**REQUIREMENTS:** Exclude the pictures, then copy all remaining records exactly.
** start of DATASET EXCERPTS **
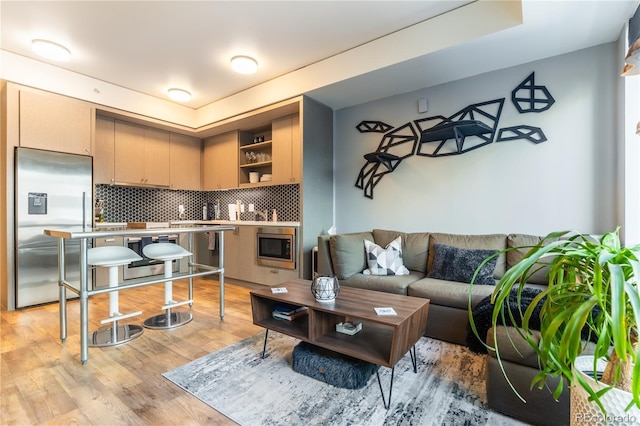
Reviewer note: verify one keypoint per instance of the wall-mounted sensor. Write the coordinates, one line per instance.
(422, 105)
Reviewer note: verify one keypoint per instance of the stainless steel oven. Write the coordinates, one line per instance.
(148, 267)
(276, 246)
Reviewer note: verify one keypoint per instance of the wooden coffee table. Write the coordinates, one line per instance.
(384, 340)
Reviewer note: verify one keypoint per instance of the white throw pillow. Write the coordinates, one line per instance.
** end of DATASET EXCERPTS **
**RESULT:**
Reviewer note: verify one keypoint per instance of the wall-mounted sensor. Write the coordinates, one line per instance.
(422, 105)
Reviewer note: verify one keypoint per instance of the stainless steel oven. Write the coordinates, one line per instance.
(148, 267)
(276, 246)
Reviewer note: verify one keypoint per instance of the wooden coffee table. Write the coordinates, one line per instance.
(384, 340)
Reviewer note: verify one keypoint per instance of the white throw pillow. Write the coordinates, one line per instance.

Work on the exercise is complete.